## START

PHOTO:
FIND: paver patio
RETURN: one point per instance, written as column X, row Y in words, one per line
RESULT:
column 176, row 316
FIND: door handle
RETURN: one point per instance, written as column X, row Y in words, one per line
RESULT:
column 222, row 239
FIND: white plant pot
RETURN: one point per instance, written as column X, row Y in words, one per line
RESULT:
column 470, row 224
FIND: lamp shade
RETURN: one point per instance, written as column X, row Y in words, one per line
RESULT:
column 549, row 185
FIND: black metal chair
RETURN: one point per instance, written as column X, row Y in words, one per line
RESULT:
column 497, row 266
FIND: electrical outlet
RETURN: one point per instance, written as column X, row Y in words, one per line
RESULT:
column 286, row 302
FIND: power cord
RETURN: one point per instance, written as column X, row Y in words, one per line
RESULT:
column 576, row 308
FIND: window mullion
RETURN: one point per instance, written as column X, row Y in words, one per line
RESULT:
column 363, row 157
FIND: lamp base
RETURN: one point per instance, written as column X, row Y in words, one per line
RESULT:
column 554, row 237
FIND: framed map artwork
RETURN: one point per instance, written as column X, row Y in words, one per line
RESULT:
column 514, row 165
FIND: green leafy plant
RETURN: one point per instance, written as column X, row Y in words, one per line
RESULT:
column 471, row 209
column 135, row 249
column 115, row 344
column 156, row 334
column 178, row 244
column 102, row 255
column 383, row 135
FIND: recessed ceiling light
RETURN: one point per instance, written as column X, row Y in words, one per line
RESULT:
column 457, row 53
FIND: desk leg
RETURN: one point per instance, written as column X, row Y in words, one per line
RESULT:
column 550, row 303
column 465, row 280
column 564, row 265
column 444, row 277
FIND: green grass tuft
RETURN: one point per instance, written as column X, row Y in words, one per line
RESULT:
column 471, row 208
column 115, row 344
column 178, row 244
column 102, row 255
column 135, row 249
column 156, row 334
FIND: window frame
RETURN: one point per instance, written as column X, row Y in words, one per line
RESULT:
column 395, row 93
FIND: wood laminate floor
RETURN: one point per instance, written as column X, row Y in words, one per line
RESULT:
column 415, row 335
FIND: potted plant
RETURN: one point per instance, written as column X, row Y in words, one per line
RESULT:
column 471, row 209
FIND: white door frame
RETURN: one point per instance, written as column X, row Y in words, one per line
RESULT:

## END

- [Aim of the exercise]: Reproduce the material verbatim from the line containing "FIND: green leafy plant" through the final line, including both.

- [Written response]:
FIND: green leafy plant
RETURN: one point per instance, written as column X, row Y in words, one per line
RESULT:
column 471, row 209
column 135, row 249
column 115, row 344
column 156, row 334
column 178, row 244
column 102, row 255
column 383, row 135
FIND: recessed ceiling light
RETURN: one point per instance, written as column X, row Y in words, one per line
RESULT:
column 457, row 53
FIND: desk leg
RETURN: one point per instance, written as column X, row Y in words, one per line
RESULT:
column 550, row 303
column 465, row 280
column 564, row 265
column 444, row 277
FIND: green grass tuft
RETURN: one point per instance, written as column X, row Y in words, one per line
RESULT:
column 471, row 208
column 115, row 344
column 178, row 244
column 102, row 255
column 135, row 249
column 156, row 334
FIND: window frame
RETURN: one point per instance, written as column X, row Y in words, one per line
RESULT:
column 395, row 93
FIND: wood laminate floor
RETURN: one point per instance, written as column X, row Y in words, one per line
RESULT:
column 415, row 335
FIND: potted plant
RETURN: one point per instance, written as column X, row Y in words, one per line
RESULT:
column 471, row 209
FIND: white door frame
RETURN: one point per instance, written as column X, row Y in words, one per line
RESULT:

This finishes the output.